[Information provided Boundary: Start]

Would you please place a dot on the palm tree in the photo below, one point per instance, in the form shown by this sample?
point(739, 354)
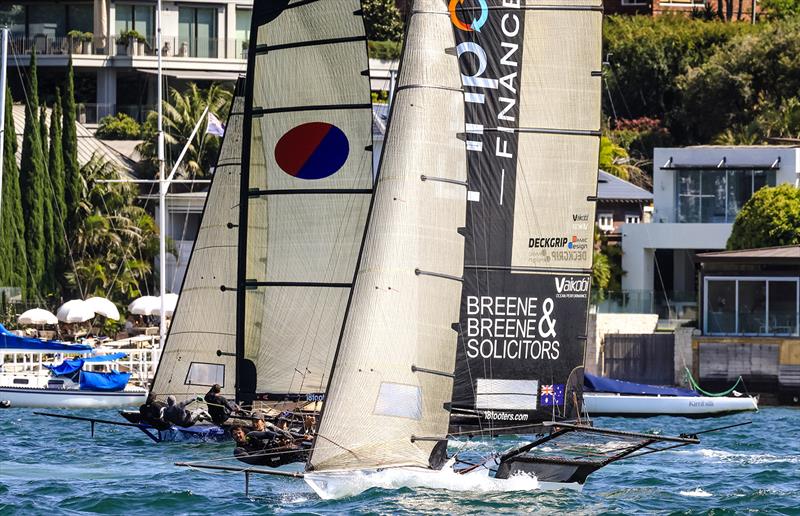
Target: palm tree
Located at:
point(115, 241)
point(181, 113)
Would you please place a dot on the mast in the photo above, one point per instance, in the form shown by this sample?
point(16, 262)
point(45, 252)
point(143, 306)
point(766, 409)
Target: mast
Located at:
point(531, 72)
point(3, 62)
point(162, 192)
point(306, 188)
point(386, 403)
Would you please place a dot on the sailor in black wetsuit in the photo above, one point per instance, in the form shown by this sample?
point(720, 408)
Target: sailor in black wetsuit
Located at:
point(219, 407)
point(266, 448)
point(152, 412)
point(177, 414)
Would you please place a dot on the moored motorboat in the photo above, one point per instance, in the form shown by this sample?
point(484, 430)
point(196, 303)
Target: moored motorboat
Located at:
point(28, 378)
point(610, 397)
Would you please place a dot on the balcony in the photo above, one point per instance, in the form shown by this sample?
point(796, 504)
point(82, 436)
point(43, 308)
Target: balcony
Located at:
point(173, 46)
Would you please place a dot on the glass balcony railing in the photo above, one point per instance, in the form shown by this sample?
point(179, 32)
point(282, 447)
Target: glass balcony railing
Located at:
point(173, 46)
point(671, 306)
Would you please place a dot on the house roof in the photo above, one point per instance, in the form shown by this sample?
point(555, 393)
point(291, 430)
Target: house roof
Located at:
point(780, 254)
point(87, 144)
point(612, 188)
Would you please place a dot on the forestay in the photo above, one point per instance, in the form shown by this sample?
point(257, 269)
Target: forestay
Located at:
point(531, 74)
point(392, 379)
point(307, 189)
point(201, 343)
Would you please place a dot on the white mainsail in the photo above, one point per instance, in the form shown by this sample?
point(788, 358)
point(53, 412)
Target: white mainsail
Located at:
point(204, 321)
point(307, 189)
point(386, 403)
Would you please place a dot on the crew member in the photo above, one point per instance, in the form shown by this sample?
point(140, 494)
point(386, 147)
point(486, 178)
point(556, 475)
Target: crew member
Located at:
point(219, 407)
point(177, 414)
point(151, 411)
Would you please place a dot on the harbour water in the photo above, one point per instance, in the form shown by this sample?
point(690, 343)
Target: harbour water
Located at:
point(50, 466)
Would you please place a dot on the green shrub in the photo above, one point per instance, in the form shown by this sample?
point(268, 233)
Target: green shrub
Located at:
point(119, 127)
point(770, 218)
point(386, 50)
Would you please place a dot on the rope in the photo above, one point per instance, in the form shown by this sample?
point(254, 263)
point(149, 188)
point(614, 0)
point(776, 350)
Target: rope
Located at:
point(696, 387)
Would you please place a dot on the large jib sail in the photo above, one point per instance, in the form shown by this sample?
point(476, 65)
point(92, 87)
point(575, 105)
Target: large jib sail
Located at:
point(307, 186)
point(531, 75)
point(201, 343)
point(387, 401)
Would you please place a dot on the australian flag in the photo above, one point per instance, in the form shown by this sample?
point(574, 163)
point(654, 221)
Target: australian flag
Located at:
point(552, 395)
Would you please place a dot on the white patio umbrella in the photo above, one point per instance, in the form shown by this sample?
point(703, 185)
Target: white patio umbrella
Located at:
point(170, 302)
point(75, 311)
point(37, 316)
point(103, 306)
point(145, 305)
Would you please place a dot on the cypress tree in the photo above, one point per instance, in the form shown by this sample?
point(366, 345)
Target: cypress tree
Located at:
point(69, 142)
point(48, 218)
point(55, 168)
point(12, 225)
point(31, 184)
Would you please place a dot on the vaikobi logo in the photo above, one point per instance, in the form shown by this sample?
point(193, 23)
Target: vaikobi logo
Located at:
point(476, 24)
point(571, 286)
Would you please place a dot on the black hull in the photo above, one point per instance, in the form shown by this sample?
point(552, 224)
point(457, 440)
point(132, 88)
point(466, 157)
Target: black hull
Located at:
point(546, 471)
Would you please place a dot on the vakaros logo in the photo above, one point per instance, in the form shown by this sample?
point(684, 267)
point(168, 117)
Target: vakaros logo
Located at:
point(476, 24)
point(571, 286)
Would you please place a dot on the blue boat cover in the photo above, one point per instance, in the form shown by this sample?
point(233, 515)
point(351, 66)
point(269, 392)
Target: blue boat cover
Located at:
point(113, 381)
point(68, 367)
point(10, 341)
point(594, 383)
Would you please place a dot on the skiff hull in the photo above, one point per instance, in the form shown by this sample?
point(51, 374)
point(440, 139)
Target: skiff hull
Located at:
point(68, 398)
point(331, 485)
point(603, 404)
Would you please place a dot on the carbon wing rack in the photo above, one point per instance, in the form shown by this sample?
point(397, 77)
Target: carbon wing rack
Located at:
point(567, 453)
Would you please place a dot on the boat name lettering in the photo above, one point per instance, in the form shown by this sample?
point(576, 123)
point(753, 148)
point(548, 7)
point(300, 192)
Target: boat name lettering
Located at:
point(494, 415)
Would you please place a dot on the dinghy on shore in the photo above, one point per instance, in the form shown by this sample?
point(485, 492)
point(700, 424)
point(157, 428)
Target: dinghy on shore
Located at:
point(610, 397)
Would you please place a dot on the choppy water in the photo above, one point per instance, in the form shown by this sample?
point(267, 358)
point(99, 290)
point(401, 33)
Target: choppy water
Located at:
point(54, 466)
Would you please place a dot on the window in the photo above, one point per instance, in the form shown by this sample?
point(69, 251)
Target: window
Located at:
point(243, 17)
point(80, 17)
point(752, 306)
point(47, 20)
point(197, 31)
point(135, 17)
point(605, 221)
point(13, 17)
point(715, 195)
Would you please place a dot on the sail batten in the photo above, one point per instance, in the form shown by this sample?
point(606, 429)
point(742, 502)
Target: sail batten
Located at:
point(308, 188)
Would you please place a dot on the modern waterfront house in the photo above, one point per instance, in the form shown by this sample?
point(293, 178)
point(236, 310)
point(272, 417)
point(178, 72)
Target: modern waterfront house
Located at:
point(202, 41)
point(620, 202)
point(750, 320)
point(697, 193)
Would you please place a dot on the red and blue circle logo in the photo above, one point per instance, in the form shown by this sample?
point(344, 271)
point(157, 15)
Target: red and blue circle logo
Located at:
point(314, 150)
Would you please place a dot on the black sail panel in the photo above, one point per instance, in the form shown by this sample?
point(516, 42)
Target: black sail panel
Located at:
point(530, 71)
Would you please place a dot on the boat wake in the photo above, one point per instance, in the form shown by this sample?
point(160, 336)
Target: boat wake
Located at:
point(334, 485)
point(742, 458)
point(696, 493)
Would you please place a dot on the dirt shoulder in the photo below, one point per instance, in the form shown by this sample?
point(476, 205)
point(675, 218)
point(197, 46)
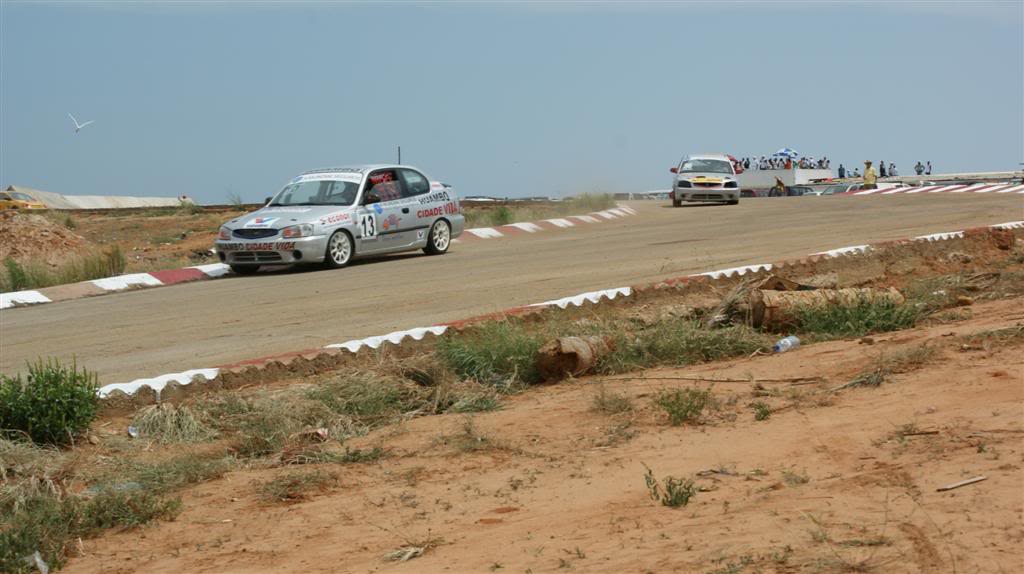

[Information provided Boundary: End]

* Exercise details *
All lines above from the line with "Would you please place a dot on the crew" through the line with "Target: harbour water", both included, are to be set down exactly, with nothing else.

* Completed exercise *
Would you please place a dot on the crew member in the photo above, one point per instance, in the form shown by this sample?
point(140, 494)
point(386, 147)
point(486, 178)
point(556, 475)
Target: crew member
Located at:
point(219, 407)
point(177, 414)
point(151, 411)
Would you please place a dot on the harbour water in the photo above, one point per instance, in the form shown by this sample?
point(690, 343)
Target: harbour water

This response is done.